Leestekst:

★ ★ ★ ★ ★

Grietje Elisabeth Tichelaar

Nederlands filantrope (1858-1941)

Grietje Elisabeth Tichelaar (Loppersum, 6 november 1858Amsterdam, 30 oktober 1941) was een Nederlands weldoenster.

Grietje Elisabeth Tichelaar
Algemene informatie
Volledige naam Grietje Elisabeth Ophorst-Tichelaar
Geboren 6 november 1858
Loppersum
Overleden 30 oktober 1941
Amsterdam
Nationaliteit Vlag van Nederland Nederland
Beroep huisvrouw
Bekend van inzamelingsacties

Achtergrond bewerken

Ze werd als vijfde kind geboren uit het huwelijk tussen steen fabrikant en burgemeester van Loppersum Pieter Willems Tichelaar (1816-1893) en Johanna Klazina Harmanna Dijkhuizen (1825-1961). In 1889 huwde ze militair Adrianus Rutger Ophorst, die toen drie jaar weduwe was van Adriana Susanna Catharina Modderman (1859-1886). Uit het huwelijk tussen Ophorst en Tichelaar kwam vier kinderen voort, terwijl het gezin ook moest zorgen voor een dochter van Ophorst uit diens eerste huwelijk:

  • Ada Camilla Ophorst (uit eerste huwelijk, Den Haag, 13 januari 1885-1955, vernoemd naar oma Ophorst)
  • Pieter Willem Ophorst (3 december 1892-8 juli 1893)[1][2]
  • Adriana (29 juni 1894-mei 1916, studente medicijnen)[3][4]
  • Johanna Margarethe Elisabeth Ophorst (1899-overleden later dan 1991); huwde ingenieur Hendrik Burger
  • Willem Ophorst (vroeg overleden)

★ ★ ★ ★ ★

Getoonde gegevens:
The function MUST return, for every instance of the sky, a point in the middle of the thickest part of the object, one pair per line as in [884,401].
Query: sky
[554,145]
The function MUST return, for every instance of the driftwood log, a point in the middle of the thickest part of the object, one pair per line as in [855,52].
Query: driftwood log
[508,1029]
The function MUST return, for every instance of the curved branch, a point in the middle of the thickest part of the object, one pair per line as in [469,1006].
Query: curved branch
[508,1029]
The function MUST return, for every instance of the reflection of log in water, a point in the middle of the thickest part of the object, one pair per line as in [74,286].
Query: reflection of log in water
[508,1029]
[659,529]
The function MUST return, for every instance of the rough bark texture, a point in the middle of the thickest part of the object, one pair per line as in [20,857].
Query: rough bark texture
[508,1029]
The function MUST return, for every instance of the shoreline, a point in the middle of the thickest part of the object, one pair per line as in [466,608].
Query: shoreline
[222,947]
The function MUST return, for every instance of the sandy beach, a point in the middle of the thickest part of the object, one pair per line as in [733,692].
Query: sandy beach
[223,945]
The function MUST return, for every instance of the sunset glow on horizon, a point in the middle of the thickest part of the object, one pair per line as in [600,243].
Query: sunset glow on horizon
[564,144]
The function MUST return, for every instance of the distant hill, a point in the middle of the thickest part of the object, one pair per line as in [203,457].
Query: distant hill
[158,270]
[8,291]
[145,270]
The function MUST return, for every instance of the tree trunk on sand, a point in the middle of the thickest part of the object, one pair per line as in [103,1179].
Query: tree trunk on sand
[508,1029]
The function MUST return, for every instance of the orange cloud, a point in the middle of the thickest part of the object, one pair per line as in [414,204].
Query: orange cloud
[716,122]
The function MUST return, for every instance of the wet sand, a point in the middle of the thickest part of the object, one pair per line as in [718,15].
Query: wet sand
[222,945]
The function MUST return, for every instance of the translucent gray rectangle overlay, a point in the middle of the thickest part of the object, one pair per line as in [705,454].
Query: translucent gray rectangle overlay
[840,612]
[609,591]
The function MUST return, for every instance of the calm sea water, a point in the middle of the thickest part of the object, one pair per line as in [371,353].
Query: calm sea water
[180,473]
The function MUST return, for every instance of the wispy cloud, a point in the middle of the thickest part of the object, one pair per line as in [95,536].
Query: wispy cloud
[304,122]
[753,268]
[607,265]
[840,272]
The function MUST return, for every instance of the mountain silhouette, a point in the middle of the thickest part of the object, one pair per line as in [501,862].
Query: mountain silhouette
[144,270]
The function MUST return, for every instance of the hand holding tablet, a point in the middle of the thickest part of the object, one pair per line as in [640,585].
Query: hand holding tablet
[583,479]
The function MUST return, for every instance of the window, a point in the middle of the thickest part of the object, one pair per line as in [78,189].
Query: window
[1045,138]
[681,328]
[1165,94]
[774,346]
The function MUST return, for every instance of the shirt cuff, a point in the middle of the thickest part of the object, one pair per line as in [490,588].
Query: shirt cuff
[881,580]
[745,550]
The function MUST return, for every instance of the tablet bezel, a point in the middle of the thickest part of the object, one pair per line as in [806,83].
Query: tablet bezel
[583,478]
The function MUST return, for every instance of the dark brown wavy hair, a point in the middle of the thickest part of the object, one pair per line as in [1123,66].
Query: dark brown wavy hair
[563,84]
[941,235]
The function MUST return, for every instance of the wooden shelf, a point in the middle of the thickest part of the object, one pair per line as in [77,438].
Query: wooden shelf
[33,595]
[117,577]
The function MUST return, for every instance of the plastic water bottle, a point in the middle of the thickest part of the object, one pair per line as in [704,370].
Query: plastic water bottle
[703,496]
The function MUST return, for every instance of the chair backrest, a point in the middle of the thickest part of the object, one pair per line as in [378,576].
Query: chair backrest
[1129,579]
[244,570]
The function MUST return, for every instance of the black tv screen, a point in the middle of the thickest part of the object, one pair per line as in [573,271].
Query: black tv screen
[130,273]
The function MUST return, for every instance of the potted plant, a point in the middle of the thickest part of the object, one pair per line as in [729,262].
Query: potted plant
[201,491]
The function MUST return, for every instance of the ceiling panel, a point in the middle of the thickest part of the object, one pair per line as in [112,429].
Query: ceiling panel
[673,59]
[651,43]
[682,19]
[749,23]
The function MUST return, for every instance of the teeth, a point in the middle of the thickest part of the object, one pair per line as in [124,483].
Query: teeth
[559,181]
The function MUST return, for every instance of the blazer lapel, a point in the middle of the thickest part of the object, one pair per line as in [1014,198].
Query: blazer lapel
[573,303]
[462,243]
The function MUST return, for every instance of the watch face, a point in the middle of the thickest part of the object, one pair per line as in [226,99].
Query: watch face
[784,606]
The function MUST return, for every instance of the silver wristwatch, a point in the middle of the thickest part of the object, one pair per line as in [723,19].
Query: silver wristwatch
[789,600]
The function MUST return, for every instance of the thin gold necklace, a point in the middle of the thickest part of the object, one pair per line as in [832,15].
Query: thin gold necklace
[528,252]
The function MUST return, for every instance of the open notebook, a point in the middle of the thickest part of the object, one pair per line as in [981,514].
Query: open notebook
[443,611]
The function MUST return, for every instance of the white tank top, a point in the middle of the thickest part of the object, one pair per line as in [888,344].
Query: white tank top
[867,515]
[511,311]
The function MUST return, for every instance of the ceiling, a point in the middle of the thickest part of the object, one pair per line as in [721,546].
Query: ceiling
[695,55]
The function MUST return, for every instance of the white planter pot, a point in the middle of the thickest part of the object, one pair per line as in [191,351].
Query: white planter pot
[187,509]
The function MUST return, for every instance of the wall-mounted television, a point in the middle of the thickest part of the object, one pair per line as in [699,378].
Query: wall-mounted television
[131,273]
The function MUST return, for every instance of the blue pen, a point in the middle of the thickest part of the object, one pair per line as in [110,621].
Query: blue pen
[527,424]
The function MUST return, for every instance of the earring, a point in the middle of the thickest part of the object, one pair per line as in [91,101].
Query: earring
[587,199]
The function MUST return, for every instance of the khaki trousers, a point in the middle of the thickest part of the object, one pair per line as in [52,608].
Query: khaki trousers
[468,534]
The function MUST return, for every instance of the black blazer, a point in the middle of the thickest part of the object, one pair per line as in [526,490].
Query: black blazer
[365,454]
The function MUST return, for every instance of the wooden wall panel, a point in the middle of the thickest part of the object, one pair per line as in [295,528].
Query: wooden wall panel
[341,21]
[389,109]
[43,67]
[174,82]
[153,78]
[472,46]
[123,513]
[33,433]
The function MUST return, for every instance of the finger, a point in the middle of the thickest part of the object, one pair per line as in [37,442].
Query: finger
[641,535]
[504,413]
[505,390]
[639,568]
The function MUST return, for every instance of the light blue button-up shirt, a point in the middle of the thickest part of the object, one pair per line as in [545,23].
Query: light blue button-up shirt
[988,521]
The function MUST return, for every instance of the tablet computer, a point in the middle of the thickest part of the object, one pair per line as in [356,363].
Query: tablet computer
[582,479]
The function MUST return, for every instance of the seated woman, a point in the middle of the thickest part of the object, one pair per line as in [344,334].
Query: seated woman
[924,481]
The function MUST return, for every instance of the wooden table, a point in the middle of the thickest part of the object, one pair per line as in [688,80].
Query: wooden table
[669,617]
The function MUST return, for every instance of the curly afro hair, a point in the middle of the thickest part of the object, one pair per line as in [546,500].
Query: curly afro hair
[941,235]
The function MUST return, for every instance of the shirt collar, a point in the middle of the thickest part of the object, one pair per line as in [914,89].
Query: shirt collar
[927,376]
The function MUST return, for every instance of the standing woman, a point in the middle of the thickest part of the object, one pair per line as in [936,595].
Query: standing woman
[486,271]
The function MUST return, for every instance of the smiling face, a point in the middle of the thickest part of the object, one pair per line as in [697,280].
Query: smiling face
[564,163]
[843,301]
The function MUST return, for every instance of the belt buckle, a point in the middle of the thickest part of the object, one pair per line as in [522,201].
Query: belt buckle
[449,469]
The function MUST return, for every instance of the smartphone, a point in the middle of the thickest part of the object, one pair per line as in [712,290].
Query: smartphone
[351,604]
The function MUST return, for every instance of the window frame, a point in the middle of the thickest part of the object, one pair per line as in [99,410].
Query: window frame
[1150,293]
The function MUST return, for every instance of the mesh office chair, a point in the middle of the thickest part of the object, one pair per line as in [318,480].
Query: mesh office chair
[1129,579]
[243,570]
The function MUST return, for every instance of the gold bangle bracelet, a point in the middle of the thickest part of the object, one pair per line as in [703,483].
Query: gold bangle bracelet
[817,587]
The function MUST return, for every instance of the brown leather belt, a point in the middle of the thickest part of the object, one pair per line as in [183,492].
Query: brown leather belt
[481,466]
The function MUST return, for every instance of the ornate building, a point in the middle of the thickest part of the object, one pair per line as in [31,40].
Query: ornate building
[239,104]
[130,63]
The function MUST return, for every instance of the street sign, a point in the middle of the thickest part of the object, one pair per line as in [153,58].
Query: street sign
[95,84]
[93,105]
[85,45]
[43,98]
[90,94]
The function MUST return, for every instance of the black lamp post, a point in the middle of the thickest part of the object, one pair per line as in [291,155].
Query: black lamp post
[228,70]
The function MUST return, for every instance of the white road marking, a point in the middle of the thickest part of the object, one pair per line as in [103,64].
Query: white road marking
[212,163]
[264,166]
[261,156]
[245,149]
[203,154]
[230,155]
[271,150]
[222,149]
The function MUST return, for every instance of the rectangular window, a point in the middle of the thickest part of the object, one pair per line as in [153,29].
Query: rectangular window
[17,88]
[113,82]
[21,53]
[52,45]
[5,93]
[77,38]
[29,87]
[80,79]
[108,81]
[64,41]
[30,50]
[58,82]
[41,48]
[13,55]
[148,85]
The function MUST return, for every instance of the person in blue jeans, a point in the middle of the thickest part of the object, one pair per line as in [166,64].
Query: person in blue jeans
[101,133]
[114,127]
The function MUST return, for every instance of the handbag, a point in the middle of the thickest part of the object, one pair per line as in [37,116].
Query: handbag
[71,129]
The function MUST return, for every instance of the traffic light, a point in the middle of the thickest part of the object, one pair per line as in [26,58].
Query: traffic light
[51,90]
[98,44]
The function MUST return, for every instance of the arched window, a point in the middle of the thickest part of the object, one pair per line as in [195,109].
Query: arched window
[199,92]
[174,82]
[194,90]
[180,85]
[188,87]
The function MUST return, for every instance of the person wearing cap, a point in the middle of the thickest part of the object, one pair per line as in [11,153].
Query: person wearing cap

★ ★ ★ ★ ★

Opdrachten:
A - In welk jaar trouwde Grietje Elisabeth Tichelaar volgens de tekst over haar met Adrianus Rutger Ophorst?
B - Neem uit de tekst over Grietje Elisabeth Tichelaar letterlijk het stuk over dat opent met de woorden "Achtergrond bewerken" en sluit met "naar oma Ophorst)".
Het materiaal heb je niet nodig.

Antwoorden:
A - In 1889.

B -
Achtergrond bewerken

Ze werd als vijfde kind geboren uit het huwelijk tussen steen fabrikant en burgemeester van Loppersum Pieter Willems Tichelaar (1816-1893) en Johanna Klazina Harmanna Dijkhuizen (1825-1961). In 1889 huwde ze militair Adrianus Rutger Ophorst, die toen drie jaar weduwe was van Adriana Susanna Catharina Modderman (1859-1886). Uit het huwelijk tussen Ophorst en Tichelaar kwam vier kinderen voort, terwijl het gezin ook moest zorgen voor een dochter van Ophorst uit diens eerste huwelijk:

  • Ada Camilla Ophorst (uit eerste huwelijk, Den Haag, 13 januari 1885-1955, vernoemd naar oma Ophorst)